My preference would be to keep the administration on a short leash and extend the debt limit by only a small amount and for a short period of time. This debt-limit increase is one of the few pieces of legislation that Obama must sign. Why not have such an extension every month and attach to each of them something small, reasonable, and related to debt or spending?
If there is only one debt-limit vote between now and November 2012, every congressman, senator, and interest group will demand that a favorite reform be attached. If there are twelve each year, our team can be polite and wait its turn. If there is only one plane out of Casablanca, folks have sharp elbows. If there is a plane every week, one can be polite and let others step ahead in line.
— Grover Norquist is president of Americans for Tax Reform.
The U.S. federal budget is a complete and total mess. Politicians, especially the administration, need an intervention. A group of peers (fellow politicians) should gather round and symbolically cut up the credit card. Refusing to raise the debt ceiling unless there is some serious commitment to cutting future spending is not extreme, nor is it risky. It’s necessary. Everyone knows that the U.S. is on an unsustainable fiscal path. Everyone knows that tax hikes cannot fix the mess. The political answer of kicking the can down the road is no longer viable. Confiscating all the wealth and income of the top 1 percent, 3 percent, or 5 percent will not solve the problem. We need some adults in Washington, D.C. Our lawmakers and executive cannot keep giving away other people’s money to buy votes for themselves. If they do, we will end up like the European nations that are finding out that there is an end to tax and spend and the end does not look pretty.

^^^^^^^^

--- What this exercise asks ---
1 - Copy the debt-limit commentary word for word, everything from "My preference would" down to "debt or spending?".
2 - According to the debt-limit commentary, what organization is Grover Norquist president of?
3 - Continue the debt-limit commentary from where it stops.

--- Material supplied ---
^^^^^^^^

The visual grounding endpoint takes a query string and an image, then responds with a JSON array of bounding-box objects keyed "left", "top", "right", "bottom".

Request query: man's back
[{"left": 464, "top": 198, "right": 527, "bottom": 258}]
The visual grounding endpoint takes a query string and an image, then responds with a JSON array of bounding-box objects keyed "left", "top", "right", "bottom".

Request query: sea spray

^^^^^^^^

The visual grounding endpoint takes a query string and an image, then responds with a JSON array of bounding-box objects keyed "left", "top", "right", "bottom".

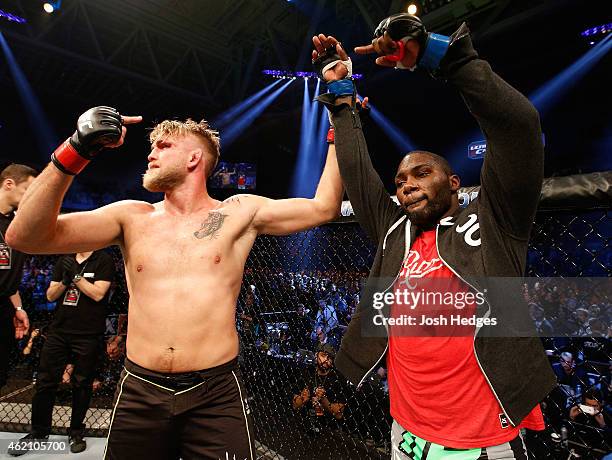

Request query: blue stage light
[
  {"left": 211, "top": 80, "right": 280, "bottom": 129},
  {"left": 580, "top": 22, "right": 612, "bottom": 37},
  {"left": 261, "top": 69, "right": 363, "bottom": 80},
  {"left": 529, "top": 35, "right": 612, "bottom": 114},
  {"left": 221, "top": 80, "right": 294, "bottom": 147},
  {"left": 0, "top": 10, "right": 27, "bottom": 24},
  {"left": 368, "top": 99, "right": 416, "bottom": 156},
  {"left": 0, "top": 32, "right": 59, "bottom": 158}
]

^^^^^^^^

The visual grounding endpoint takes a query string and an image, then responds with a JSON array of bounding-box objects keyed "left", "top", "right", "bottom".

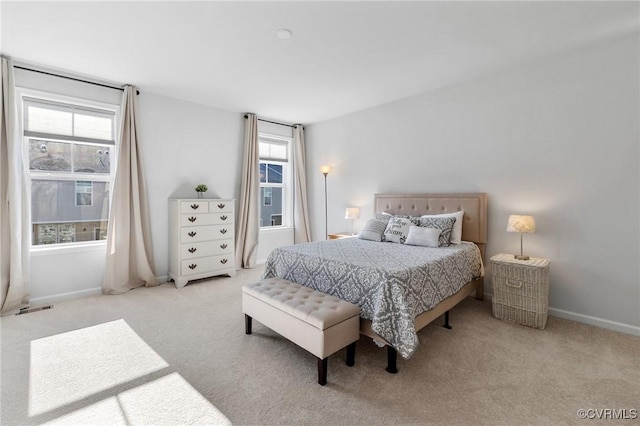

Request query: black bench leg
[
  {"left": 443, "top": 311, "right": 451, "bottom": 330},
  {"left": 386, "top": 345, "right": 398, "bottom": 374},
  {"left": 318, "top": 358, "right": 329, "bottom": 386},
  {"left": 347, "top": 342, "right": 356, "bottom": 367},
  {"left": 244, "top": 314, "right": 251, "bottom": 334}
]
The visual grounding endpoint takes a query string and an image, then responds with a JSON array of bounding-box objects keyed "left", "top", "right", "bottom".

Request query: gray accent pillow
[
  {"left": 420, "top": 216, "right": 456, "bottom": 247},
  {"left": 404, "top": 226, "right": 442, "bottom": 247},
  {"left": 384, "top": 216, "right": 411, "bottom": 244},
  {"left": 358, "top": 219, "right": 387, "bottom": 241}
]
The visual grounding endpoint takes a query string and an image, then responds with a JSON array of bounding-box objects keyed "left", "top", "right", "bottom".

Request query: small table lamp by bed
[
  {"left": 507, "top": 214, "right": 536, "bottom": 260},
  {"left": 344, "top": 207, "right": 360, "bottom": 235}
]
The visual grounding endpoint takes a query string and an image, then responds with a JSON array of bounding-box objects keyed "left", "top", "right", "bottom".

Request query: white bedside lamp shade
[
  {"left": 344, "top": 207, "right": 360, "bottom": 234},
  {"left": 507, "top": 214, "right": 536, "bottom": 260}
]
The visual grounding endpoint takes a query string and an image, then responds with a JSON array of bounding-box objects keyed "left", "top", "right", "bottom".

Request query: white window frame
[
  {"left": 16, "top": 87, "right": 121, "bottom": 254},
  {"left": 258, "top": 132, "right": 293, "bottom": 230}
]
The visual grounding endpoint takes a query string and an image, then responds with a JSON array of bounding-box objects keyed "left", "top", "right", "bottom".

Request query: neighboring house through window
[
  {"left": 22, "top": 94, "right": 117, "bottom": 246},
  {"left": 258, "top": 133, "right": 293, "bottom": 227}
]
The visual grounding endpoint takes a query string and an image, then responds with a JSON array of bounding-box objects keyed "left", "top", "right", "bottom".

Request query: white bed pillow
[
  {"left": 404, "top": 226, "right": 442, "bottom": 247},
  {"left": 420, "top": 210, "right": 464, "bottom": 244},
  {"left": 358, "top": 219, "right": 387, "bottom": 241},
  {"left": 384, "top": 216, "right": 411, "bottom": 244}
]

^^^^^^^^

--- Results by task ---
1 -
My preference would be to keep the administration on a short leash and extend the debt limit by only a small amount and for a short period of time. This debt-limit increase is one of the few pieces of legislation that Obama must sign. Why not have such an extension every month and attach to each of them something small, reasonable, and related to debt or spending?

2 - Americans for Tax Reform.

3 -
Don’t believe the “end of the world” predictions or the “apocalypse now” rhetoric. The markets understand that spending is a problem, and raising taxes to pay off the uncontrolled use of the credit card will lead to bankruptcy anyway. The markets understand that not raising the debt ceiling is not the equivalent of default, especially if it ends up forcing serious and real commitments to cutting spending on entitlements in the future. Hide the credit card. Somebody has to.
— Brian Wesbury is chief economist with First Trust Advisors.
A parent gives his irresponsible child a credit card. That child maxes out the card by paying only the first month’s installment of an incredibly expensive annual subscription.
The parent confiscates the credit card to prevent new irresponsible spending. He must still, however, pay the existing credit-card debt. He must also honor the remainder of the contract his child has signed, even if doing so means he must incur more credit-card debt and ask for an increase in his credit-card limit. Unless he is willing to risk bankruptcy or a lawsuit, he must honor the financial obligations his family member incurred.
The parent has control only over new spending commitments, and he must now severely cut back on those. He places his child on a strict allowance and cuts spending throughout the family budget.
Congress must raise the debt limit. Not doing so would eventually lead to defaulting on Treasury bonds, a potentially catastrophic event. Along with that debt limit, Congress should impose a statutory cap on all non-interest spending.
The president and his allies will demand a clean bill or weaker reforms. Republicans should allow them to try to pass such a bill. They should vote no but not filibuster. When it becomes clear that such a bill lacks even the simple majority needed to pass the House and the Senate, Republicans will have a stronger hand in negotiations.
— Keith Hennessey has served as senior White House economic adviser and deputy director of the National Economic Council. He is a research fellow at the Hoover Institution and blogs here.